Work to be completed: Continue the article on how COVID-19 is affecting India's tech sector from the point where it stops.

[[ Passage shown open ]]

With COVID-19 cutting a devastating swath throughout the world, what everyone wants to know about India is how bad the situation really is. In a country with a large but mostly poor population of 1.3 billion and a per capita of around just $2,000, a virus such as this can spread like wildfire and cause devastation.
So far, India has seen 612 cases and twelve deaths, but this is easily a questionable number considering the lack of testing kits, testers, and the country's massive population. China shut Wuhan down almost instantly and still suffered. India, like China, could also be deeply affected, especially if it has under-reported its figures. Realising this, the Indian government has done the smart thing by implementing a 21-day lockdown -- or de-facto "house arrest" -- along with an international and domestic flight ban, and a stoppage of the railway service.
The Indian government, with help from tech firm Haptik, has also launched a WhatsApp chatbot called MyGov Corona Helpdesk where people can text with questions about the virus. In turn, they can receive instant responses, including information about where they could receive assistance.
With government implementing these initiatives, its hope is that by the end of this period, much of the immediate threats from the virus will have blown over.
As the body continues to rise then, it may seem trivial to talk about the state of the tech sector as I am going to try and do, but the reality is that tech employs a wide swath of people, including Uber and Ola drivers and delivery personnel. With potentially nothing in their bank accounts to rescue them, their livelihoods are directly at stake with business closures arising from COVID-19.
Here's a short account of how various parts of the tech sector have fared with the ongoing crisis.
A few days ago, I wrote an article about how edtech firms in India are experiencing an upswing with schools being shut down during the exam period. Similarly, the revenues of internet-enabled grocery outfits such as Grofers and Bigbasket have gone through the roof, growing by double according to Quartz, as Indians go through a surge of panic buying. Average basket values have also gone up by as much as 20%.
Experts say this will continue to have stickiness as new users discover the convenience of online shopping where they would not have otherwise. However, online shopping has taken a big hit in general, with Amazon to stop shipping non-essential products.
For many tech companies that are still in their infancy, this pandemic will probably come as a bitter blow. February already registered a 19-month low for investments and although this was primarily due to fewer big-ticket acquisitions, it is no doubt be a harbinger for things to come.

[[ Passage shown closed ]]
[[ Extracted material open ]]

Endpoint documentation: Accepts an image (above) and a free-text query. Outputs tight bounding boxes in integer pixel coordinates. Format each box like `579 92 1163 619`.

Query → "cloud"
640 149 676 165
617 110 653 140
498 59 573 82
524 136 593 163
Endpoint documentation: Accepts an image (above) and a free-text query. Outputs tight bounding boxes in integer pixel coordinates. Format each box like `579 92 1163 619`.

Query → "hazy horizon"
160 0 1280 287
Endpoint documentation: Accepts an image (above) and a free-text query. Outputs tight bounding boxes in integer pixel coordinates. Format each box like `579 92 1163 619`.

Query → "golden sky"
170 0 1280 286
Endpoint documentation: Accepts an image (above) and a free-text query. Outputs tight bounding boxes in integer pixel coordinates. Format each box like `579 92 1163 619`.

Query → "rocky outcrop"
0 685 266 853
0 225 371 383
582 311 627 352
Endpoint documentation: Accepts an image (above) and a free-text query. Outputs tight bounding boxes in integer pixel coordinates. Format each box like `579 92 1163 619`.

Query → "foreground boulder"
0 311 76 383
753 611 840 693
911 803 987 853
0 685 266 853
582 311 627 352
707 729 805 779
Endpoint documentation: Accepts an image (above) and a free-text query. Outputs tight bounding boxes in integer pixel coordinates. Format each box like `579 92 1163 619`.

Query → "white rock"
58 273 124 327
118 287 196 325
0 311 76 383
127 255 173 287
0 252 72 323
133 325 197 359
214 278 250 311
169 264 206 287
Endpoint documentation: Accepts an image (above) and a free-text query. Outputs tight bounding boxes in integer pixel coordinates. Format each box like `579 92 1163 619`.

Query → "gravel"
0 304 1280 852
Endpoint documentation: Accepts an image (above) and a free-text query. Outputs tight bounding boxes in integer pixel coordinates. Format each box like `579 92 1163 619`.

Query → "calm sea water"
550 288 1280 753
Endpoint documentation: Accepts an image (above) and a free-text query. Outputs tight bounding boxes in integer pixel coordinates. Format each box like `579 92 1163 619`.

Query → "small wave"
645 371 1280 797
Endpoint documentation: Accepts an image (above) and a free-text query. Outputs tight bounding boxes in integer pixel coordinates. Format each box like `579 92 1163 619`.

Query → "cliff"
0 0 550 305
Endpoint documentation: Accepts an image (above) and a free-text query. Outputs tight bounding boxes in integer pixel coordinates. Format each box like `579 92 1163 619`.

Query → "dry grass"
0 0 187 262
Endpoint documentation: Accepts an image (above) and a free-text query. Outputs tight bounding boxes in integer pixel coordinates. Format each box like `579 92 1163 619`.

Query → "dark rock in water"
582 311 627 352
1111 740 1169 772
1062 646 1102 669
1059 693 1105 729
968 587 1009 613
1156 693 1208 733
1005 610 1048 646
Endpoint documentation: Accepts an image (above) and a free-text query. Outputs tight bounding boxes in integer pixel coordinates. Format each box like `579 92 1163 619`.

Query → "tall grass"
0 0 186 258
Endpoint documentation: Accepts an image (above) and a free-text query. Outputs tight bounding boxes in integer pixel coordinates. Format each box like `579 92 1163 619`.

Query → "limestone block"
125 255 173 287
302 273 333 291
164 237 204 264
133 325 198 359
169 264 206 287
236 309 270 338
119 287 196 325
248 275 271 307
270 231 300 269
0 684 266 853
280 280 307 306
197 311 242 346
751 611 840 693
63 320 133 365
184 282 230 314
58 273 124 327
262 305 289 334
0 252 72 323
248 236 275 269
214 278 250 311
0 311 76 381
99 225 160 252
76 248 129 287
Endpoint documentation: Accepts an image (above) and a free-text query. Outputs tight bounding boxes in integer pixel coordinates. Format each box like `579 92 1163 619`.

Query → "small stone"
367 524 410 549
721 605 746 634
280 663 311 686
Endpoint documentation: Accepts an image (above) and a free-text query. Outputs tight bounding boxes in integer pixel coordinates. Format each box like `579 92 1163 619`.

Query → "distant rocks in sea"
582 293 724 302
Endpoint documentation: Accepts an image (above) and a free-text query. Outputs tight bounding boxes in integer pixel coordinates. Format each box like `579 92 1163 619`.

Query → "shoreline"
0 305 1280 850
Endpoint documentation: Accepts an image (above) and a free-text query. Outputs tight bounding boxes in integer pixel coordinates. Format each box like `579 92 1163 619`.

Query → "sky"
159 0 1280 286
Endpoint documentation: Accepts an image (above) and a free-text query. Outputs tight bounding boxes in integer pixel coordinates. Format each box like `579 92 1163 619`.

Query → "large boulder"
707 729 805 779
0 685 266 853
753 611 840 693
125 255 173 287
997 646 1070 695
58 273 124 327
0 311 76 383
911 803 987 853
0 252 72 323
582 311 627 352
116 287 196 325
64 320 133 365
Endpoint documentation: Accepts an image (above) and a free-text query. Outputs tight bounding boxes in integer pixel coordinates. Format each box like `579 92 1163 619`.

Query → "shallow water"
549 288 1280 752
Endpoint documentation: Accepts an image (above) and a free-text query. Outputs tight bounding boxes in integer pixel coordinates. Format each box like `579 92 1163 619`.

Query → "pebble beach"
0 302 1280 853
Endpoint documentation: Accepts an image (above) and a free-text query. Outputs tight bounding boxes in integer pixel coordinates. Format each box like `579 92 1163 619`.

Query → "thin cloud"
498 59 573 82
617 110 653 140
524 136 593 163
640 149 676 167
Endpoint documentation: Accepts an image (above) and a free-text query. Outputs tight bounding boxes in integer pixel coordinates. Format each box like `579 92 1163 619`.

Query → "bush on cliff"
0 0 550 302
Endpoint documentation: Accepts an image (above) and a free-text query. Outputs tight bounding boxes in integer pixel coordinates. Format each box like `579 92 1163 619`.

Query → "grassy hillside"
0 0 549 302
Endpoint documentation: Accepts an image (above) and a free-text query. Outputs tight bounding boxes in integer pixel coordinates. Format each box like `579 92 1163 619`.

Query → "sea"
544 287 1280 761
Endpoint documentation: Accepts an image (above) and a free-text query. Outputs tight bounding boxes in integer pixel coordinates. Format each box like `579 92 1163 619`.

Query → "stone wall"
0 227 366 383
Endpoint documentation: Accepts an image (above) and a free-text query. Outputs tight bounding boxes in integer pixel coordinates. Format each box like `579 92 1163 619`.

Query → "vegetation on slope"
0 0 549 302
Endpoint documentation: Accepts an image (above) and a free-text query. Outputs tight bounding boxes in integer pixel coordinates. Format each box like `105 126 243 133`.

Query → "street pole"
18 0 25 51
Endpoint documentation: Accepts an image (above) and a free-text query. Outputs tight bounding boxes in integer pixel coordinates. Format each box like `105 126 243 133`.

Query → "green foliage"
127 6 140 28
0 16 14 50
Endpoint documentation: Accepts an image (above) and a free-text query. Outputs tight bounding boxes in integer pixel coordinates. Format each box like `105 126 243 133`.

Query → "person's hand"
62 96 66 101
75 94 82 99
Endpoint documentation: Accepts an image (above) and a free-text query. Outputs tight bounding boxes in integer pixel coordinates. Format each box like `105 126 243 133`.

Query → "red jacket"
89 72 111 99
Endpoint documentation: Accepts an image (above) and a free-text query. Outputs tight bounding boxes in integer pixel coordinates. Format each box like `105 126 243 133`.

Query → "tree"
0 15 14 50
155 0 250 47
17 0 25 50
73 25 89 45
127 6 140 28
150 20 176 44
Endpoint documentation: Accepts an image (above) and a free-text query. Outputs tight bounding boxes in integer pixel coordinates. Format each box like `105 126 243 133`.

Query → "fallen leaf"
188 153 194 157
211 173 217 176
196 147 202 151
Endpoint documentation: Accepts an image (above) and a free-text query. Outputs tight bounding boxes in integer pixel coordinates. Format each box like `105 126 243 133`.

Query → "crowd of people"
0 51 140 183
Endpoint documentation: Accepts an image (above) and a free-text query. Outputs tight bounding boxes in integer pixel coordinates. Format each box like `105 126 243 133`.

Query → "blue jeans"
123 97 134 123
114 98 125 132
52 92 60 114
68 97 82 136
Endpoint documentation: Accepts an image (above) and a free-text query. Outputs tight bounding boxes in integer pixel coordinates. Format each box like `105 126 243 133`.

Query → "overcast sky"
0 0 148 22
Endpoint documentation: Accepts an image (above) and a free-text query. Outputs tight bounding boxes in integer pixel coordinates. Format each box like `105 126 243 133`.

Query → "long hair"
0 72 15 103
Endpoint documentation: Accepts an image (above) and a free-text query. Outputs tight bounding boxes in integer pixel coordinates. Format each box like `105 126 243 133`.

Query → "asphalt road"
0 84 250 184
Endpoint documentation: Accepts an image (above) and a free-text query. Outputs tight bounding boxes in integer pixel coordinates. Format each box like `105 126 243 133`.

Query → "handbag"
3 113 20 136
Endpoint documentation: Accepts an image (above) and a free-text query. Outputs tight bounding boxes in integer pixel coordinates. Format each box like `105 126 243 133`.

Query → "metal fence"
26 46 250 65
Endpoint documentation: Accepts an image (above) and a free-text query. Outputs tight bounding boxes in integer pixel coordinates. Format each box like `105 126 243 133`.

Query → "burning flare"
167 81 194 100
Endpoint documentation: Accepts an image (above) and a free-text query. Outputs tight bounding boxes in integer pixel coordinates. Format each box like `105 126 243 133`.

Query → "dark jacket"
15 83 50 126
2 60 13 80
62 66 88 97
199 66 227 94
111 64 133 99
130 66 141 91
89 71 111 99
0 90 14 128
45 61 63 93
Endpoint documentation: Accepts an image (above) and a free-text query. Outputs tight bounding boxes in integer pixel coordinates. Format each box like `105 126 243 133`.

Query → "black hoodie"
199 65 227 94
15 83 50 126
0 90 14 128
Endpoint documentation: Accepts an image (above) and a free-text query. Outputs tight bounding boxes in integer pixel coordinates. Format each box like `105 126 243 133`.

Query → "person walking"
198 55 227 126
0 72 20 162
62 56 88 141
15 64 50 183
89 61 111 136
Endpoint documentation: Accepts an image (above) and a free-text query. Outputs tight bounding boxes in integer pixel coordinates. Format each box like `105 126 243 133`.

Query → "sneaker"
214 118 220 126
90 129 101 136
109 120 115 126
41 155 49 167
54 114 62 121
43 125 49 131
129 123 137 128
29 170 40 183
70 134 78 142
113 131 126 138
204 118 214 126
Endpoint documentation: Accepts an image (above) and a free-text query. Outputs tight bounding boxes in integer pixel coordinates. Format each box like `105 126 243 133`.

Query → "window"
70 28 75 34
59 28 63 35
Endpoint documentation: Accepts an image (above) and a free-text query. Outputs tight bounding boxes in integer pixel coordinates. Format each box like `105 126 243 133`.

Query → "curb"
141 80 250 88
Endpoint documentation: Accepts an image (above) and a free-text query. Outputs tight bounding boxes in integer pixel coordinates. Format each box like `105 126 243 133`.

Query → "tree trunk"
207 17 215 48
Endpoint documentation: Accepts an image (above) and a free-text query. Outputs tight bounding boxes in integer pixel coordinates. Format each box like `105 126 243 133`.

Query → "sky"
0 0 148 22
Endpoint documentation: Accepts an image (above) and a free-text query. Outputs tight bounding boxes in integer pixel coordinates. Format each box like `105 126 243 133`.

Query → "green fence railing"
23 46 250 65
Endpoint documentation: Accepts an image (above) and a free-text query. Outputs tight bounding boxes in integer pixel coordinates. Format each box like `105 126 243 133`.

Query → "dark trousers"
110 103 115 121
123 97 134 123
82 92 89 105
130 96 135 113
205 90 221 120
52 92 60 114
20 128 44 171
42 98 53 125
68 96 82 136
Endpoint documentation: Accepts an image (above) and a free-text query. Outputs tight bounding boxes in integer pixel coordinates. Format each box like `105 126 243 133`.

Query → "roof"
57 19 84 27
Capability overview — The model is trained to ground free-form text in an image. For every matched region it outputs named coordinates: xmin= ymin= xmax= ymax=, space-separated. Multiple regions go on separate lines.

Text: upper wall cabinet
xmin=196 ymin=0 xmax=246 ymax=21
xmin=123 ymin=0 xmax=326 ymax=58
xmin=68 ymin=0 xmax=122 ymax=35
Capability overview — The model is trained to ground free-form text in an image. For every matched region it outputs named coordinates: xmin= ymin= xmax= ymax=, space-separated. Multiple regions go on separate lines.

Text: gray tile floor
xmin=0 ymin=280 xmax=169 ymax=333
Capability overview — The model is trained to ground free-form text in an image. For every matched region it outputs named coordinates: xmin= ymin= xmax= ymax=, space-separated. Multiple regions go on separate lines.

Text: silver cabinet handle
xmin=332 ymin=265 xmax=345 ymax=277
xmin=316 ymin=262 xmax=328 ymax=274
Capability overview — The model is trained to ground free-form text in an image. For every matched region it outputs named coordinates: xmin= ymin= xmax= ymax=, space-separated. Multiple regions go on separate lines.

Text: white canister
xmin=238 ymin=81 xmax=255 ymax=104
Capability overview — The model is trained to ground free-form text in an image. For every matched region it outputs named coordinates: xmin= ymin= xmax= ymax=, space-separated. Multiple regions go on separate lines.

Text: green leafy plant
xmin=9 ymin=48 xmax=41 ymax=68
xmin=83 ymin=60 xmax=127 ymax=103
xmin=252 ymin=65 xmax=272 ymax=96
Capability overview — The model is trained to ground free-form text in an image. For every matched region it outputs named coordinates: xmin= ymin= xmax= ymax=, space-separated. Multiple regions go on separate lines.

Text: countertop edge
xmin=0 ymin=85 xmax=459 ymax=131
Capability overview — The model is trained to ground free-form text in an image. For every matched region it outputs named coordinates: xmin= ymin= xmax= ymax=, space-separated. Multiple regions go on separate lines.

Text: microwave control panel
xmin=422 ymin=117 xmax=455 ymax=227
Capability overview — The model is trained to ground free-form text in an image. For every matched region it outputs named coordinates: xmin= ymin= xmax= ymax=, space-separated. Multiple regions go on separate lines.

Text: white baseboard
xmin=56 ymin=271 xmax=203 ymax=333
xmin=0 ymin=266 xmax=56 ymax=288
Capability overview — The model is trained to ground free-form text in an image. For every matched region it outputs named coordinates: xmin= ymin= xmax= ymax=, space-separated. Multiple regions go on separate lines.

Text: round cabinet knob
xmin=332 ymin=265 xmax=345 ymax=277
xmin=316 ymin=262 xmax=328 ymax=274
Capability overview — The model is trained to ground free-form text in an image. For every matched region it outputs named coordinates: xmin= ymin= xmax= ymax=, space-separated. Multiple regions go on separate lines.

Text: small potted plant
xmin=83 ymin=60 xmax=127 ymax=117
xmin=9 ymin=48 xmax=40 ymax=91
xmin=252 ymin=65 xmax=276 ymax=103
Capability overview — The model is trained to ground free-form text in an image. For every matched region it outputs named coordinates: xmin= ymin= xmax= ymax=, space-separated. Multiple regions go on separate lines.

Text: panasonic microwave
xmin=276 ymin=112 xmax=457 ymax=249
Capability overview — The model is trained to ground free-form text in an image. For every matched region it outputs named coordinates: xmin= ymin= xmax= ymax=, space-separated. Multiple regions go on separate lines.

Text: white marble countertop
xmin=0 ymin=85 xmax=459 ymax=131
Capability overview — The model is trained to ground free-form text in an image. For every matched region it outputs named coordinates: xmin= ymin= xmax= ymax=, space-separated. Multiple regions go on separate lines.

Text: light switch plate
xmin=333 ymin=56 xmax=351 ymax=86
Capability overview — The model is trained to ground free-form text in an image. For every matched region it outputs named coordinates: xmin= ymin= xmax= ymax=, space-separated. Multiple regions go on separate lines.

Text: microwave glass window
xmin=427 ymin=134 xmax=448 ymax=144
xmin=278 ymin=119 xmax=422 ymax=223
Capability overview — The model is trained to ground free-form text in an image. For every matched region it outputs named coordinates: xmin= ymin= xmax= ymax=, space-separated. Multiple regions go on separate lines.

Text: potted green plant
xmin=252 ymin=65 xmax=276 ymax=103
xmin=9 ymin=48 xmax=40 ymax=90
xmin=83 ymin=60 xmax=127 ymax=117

[[ Extracted material closed ]]

Answer space:
Sequoia recently sent out an email to its companies to "question every assumption" about their business and to start thinking about how to cut spending and jobs. Firms that have focused mainly on customer acquisition rather than generating profits will also find that the game has dramatically changed. According to Livemint, fundraising has already ground to a halt, with many companies only having control over their burn rate.
One promising startup sector that has already been hard hit is logistics, which had been booming until now. Shipsy, a Gurugram-based company that uses a digital platform to connect exporters and importers, has already seen their business plummet 25%, and with global shipping and transport having ground to a halt, this looks like the tip of the iceberg.
Just like it did in Europe a few days ago, Netflix announced that it would throttle its traffic over Indian telecom networks by 25% in order to alleviate the data congestion that has arisen from cooped up people binge-watching their content. Youtube and Amazon have also made similar announcements.
One of the biggest potential impacts to India's employment and economy could be the shuttering of manufacturing plants and assembly lines in the tech sector. For example, Xiaomi has eight factories that churn out smartphones, smart TVs, and power banks. One can only imagine the ripple effect that this would have on revenues, handset supply, and jobs if it were forced to close the doors on all of its factories.
So far, Xiaomi, Lenovo-Motorola, and Lava have already been impacted, with some of their smartphone factories being forced to shut down following a diktat by state government.
Needless to say, no one is even thinking of travelling so you can imagine the implosion that is currently taking place for online-enabled homestays, hotels, and travel websites like the rapidly growing Oyo. Leading travel aggregator Yatra.com said that 35% of bookings that include travel and hotel to international destinations have already been cancelled.